Catholic Church leader sends shockwaves through religious world with bold comments on LGBTQ relationships
He added, “What we have to create is a civil union law. That way they are legally covered. I stood up for that.”
The wording of his final point in the past tense suggests that Francis, at some point in the past, already advocated for civil unions, even if it may have been in private. In 2010, during his tenure as archbishop of Buenos Aires, the future pope stood in opposition to the marriage equality push that swept through Argentina that year and culminated in the legalization of same-sex marriage.
According to the Catholic News Agency, however, his biographer, Sergio Rubin, indicated that Francis was, at the time, in favor of civil unions as a compromise and to prevent adoption rights for same-sex couples.
Significantly, while Argentina was a leader on marriage equality, Italy, home to the Vatican, lags behind other Western European democracies. It does not recognize marriage equality and adopted civil unions only in 2016.
While the comments represent Francis’ most explicit endorsement of civil unions, it is not the first time he has publicly opened up about such unions for same-sex couples. New Ways Ministry, a national LGBTQ Catholic organization, noted that Francis already spoke about civil unions for same-sex couples in 2017 for a book entitled “Politics and Society.”
“Marriage between people of the same sex? ‘Marriage’ is an historical word,” Pope Francis said three years ago, according to that book. “Always in humanity, and not only within the Church, it’s between a man and a woman… we cannot change that. This is the nature of things. This is how they are. Let’s call them ‘civil unions.’ Lets not play with the truth. It’s true that behind it there is a gender ideology. In books also, children are learning that they can choose their own sex. Why is sex, being a woman or a man, a choice and not a fact of nature? This favors this mistake. But let’s say things as they are: Marriage is between a man and a woman. This is the precise term. Lets call unions between the same sex ‘civil unions.’”
That statement is indicative of Francis’ continued resistance to transgender rights, even as he has evolved on gay and lesbian people.
LGBTQ Catholics and allies welcomed Francis’ comments immediately after they surfaced on October 21, though some offered mixed responses.
Calling it “an historic moment,” New Ways Ministry executive director Francis DeBernardo told Gay City News that his organization “gratefully welcomes Pope Francis’ latest support for civil unions for same-gender couples” and noted that his comments are a signal that the Church is moving forward on LGBTQ issues.
“At the same time, we urge Pope Francis to apply the same kind of reasoning to recognize and bless these same unions of love and support within the Catholic Church, too,” DeBernardo said in a written statement. “Since the pope framed his support for civil unions by saying that same-gender couples are ‘right to be a part of the family,’ it would not be a long stretch for him to do so.”
DignityUSA, another group for LGBTQ Catholics, characterized Francis’ comments as “cautiously optimistic” and its executive director encouraged him to embrace full marriage equality.

Raw listing:
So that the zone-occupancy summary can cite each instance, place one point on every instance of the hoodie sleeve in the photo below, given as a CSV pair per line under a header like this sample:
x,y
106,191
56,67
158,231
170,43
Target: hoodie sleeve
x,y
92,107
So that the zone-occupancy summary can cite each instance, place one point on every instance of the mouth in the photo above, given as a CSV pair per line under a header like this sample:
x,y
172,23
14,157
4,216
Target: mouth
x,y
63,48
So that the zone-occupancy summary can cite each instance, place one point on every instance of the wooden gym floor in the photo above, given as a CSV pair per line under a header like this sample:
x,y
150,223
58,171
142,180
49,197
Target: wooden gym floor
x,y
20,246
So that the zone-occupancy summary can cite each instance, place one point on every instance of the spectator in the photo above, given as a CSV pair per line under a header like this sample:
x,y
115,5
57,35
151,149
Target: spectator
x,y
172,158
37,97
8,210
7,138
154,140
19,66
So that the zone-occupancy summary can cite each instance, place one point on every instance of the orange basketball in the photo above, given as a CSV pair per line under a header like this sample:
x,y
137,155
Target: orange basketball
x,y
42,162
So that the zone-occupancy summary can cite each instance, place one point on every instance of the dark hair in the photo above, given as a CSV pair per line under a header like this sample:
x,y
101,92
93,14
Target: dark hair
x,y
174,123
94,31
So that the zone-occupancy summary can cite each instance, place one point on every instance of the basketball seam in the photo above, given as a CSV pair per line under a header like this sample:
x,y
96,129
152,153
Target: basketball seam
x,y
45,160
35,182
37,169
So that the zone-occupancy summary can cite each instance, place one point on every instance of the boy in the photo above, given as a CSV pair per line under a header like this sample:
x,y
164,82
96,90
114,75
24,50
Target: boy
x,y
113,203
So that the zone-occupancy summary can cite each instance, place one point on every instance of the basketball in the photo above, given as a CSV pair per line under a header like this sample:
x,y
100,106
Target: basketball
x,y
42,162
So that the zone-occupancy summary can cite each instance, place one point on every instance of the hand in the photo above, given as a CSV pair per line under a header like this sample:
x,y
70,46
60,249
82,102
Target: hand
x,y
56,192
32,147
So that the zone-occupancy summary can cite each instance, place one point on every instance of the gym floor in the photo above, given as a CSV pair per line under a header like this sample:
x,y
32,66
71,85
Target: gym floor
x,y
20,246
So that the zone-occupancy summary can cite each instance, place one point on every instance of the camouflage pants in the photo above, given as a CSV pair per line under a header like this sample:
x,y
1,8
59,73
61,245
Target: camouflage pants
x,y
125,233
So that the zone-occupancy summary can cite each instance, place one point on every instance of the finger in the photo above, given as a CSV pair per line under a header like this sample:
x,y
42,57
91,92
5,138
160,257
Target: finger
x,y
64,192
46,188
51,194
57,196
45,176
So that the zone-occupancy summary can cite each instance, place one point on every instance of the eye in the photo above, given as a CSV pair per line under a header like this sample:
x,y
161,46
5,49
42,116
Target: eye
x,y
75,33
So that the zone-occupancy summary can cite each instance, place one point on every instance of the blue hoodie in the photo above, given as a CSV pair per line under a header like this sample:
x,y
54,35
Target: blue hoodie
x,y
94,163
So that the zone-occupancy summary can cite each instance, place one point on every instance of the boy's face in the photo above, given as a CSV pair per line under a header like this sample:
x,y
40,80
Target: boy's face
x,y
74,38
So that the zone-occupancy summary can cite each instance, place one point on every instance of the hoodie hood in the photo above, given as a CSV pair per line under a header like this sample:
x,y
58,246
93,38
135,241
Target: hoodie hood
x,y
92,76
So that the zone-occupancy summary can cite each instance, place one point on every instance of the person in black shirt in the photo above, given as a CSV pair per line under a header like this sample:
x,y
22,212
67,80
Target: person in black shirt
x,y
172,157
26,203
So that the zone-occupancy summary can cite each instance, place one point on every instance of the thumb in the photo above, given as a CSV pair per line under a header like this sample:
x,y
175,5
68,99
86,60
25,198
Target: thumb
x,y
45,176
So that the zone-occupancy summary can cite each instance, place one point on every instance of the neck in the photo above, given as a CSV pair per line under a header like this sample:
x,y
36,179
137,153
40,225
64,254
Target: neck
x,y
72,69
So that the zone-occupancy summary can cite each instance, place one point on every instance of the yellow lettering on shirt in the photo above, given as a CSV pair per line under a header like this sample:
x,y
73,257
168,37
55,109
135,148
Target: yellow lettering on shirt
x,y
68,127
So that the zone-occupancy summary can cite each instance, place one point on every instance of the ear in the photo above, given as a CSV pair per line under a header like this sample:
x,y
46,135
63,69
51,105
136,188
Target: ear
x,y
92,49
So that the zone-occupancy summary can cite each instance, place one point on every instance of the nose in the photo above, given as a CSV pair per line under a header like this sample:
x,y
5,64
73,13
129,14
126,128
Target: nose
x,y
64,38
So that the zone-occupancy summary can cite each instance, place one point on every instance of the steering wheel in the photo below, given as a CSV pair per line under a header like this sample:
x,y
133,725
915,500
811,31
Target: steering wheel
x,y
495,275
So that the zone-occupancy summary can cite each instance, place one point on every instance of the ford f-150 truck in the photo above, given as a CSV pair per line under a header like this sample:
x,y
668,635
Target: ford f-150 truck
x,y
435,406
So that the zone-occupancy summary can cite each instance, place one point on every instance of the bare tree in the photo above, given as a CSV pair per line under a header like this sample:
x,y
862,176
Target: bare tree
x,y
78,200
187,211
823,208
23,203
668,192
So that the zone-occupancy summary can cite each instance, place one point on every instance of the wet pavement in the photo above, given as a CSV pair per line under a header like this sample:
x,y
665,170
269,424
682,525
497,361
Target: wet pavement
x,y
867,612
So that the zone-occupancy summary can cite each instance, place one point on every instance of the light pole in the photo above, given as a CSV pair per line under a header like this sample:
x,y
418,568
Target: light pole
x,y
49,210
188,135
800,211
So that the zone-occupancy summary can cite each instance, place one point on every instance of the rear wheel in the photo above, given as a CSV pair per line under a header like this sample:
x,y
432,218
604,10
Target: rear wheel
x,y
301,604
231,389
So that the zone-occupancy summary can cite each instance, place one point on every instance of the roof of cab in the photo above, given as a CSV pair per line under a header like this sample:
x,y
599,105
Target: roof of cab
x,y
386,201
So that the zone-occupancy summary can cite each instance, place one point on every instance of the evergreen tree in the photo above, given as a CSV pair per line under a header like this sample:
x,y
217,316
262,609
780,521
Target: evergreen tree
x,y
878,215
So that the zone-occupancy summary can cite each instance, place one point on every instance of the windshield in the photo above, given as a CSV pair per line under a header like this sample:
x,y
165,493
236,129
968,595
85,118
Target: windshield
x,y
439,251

→ **PROBLEM SET**
1 > For the article on Pope Francis and civil unions, decide whether each statement agrees with it, answering yes or no and quoting the words of the article that settle it: (a) Italy adopted civil unions in 2016. (b) In 2010, as archbishop of Buenos Aires, Francis supported the marriage equality push in Argentina. (c) The executive director of DignityUSA encouraged Francis to embrace full marriage equality.
2 > Please extract every line of the listing that contains the string "nose". Case counts.
The listing is unrelated to the article.

→ **ANSWERS TO THE TASKS**
1 >
(a) Yes: "adopted civil unions only in 2016."
(b) No: "the future pope stood in opposition to the marriage equality push that swept through Argentina that year"
(c) Yes: "its executive director encouraged him to embrace full marriage equality."

2 >
So that the zone-occupancy summary can cite each instance, place one point on every instance of the nose in the photo above, given as a CSV pair per line under a header like this sample:
Target: nose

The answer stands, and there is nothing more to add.